## BRIEF
Count the lines in the records below that contain the string "water". Reply with the number only.
::: RECORDS FOR PROCESSING
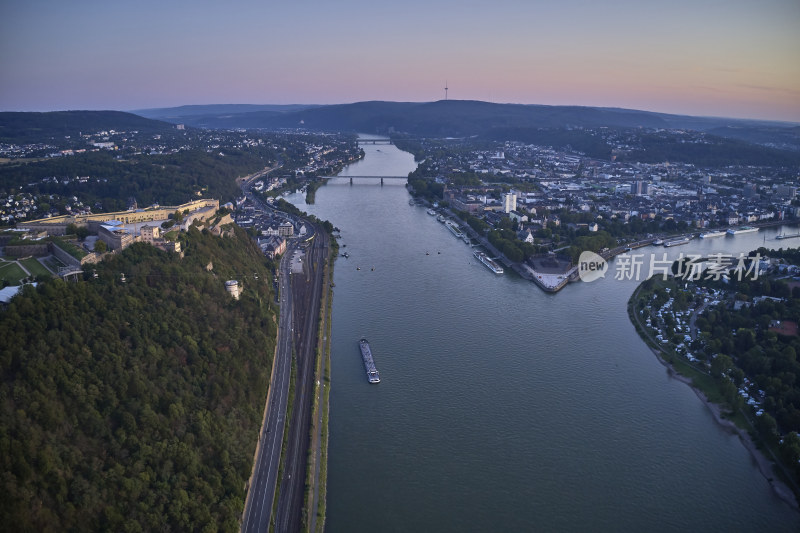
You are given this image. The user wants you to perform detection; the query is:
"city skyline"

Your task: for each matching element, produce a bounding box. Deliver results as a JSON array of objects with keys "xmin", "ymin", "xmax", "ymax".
[{"xmin": 0, "ymin": 0, "xmax": 800, "ymax": 122}]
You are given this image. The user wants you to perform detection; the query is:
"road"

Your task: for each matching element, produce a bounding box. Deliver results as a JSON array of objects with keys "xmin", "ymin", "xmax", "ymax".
[
  {"xmin": 276, "ymin": 225, "xmax": 329, "ymax": 531},
  {"xmin": 242, "ymin": 245, "xmax": 294, "ymax": 532},
  {"xmin": 240, "ymin": 169, "xmax": 330, "ymax": 532}
]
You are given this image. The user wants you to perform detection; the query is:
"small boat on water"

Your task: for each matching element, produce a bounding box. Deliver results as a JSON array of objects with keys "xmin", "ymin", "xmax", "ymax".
[
  {"xmin": 728, "ymin": 226, "xmax": 758, "ymax": 235},
  {"xmin": 358, "ymin": 337, "xmax": 381, "ymax": 383},
  {"xmin": 664, "ymin": 237, "xmax": 691, "ymax": 248}
]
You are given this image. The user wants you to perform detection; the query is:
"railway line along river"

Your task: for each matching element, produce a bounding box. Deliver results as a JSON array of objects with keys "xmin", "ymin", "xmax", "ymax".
[{"xmin": 288, "ymin": 138, "xmax": 800, "ymax": 532}]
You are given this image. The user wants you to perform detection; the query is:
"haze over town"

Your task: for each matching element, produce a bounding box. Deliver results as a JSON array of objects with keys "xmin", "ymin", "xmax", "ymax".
[{"xmin": 0, "ymin": 0, "xmax": 800, "ymax": 121}]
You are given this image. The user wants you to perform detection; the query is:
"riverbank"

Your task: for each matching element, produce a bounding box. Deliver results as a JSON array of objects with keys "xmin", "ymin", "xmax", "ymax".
[{"xmin": 628, "ymin": 285, "xmax": 800, "ymax": 510}]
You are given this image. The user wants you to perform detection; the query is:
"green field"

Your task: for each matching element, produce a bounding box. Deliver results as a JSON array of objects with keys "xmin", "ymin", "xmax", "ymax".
[
  {"xmin": 44, "ymin": 255, "xmax": 66, "ymax": 272},
  {"xmin": 20, "ymin": 257, "xmax": 53, "ymax": 278},
  {"xmin": 0, "ymin": 261, "xmax": 27, "ymax": 285}
]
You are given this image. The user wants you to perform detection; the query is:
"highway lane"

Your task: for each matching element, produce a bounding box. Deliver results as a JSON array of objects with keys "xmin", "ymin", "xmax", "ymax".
[
  {"xmin": 276, "ymin": 222, "xmax": 329, "ymax": 531},
  {"xmin": 242, "ymin": 172, "xmax": 329, "ymax": 532},
  {"xmin": 242, "ymin": 246, "xmax": 294, "ymax": 532}
]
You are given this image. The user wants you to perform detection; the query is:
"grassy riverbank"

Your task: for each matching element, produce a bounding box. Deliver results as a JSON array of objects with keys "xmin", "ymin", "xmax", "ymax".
[
  {"xmin": 302, "ymin": 240, "xmax": 339, "ymax": 532},
  {"xmin": 628, "ymin": 278, "xmax": 800, "ymax": 509}
]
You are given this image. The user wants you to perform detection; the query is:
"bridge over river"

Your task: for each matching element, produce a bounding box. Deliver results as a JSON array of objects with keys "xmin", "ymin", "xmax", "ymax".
[{"xmin": 322, "ymin": 176, "xmax": 408, "ymax": 185}]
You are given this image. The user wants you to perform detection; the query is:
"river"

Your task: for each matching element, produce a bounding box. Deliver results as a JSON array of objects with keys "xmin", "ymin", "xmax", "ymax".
[{"xmin": 288, "ymin": 136, "xmax": 800, "ymax": 532}]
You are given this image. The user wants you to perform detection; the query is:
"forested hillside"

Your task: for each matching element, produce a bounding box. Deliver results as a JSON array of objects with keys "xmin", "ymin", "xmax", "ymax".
[
  {"xmin": 0, "ymin": 228, "xmax": 276, "ymax": 531},
  {"xmin": 0, "ymin": 148, "xmax": 274, "ymax": 211}
]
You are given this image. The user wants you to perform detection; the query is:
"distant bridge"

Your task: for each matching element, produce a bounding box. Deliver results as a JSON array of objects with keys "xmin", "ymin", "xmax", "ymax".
[{"xmin": 322, "ymin": 176, "xmax": 408, "ymax": 185}]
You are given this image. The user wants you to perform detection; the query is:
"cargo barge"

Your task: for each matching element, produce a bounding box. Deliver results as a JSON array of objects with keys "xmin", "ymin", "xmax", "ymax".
[
  {"xmin": 472, "ymin": 251, "xmax": 503, "ymax": 274},
  {"xmin": 728, "ymin": 226, "xmax": 758, "ymax": 235},
  {"xmin": 664, "ymin": 237, "xmax": 690, "ymax": 248},
  {"xmin": 444, "ymin": 220, "xmax": 464, "ymax": 239},
  {"xmin": 358, "ymin": 337, "xmax": 381, "ymax": 383}
]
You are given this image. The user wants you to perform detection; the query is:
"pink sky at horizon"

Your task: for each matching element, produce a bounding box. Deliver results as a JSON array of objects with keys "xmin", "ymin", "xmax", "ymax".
[{"xmin": 0, "ymin": 0, "xmax": 800, "ymax": 122}]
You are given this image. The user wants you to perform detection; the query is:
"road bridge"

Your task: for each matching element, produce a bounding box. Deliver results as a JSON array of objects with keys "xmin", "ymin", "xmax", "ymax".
[{"xmin": 356, "ymin": 139, "xmax": 394, "ymax": 144}]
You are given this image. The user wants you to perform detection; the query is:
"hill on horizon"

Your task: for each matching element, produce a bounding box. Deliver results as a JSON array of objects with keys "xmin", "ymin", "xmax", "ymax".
[
  {"xmin": 130, "ymin": 100, "xmax": 800, "ymax": 150},
  {"xmin": 0, "ymin": 111, "xmax": 175, "ymax": 144}
]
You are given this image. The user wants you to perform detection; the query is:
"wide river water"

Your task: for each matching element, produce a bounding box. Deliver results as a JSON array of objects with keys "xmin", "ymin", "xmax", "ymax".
[{"xmin": 288, "ymin": 137, "xmax": 800, "ymax": 533}]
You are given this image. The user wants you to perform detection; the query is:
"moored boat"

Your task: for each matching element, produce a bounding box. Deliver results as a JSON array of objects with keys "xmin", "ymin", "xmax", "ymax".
[
  {"xmin": 728, "ymin": 226, "xmax": 758, "ymax": 235},
  {"xmin": 472, "ymin": 250, "xmax": 503, "ymax": 274},
  {"xmin": 358, "ymin": 337, "xmax": 381, "ymax": 383}
]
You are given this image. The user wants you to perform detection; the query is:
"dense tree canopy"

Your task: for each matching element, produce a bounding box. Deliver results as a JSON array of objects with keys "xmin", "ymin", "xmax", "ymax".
[{"xmin": 0, "ymin": 228, "xmax": 276, "ymax": 531}]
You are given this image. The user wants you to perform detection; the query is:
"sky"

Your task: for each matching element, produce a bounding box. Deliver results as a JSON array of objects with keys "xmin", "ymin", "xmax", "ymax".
[{"xmin": 0, "ymin": 0, "xmax": 800, "ymax": 122}]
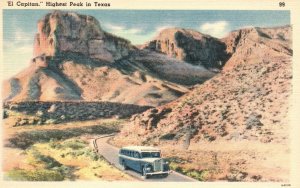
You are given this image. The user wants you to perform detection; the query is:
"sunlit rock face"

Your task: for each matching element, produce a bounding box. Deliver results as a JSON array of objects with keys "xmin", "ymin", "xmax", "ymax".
[{"xmin": 34, "ymin": 11, "xmax": 134, "ymax": 62}]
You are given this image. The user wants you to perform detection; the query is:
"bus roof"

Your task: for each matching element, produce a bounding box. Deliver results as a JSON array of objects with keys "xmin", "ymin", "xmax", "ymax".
[{"xmin": 122, "ymin": 146, "xmax": 160, "ymax": 152}]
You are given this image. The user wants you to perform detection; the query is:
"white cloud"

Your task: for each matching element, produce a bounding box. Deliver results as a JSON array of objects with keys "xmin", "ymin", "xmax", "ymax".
::::::
## WRITTEN RESPONSE
2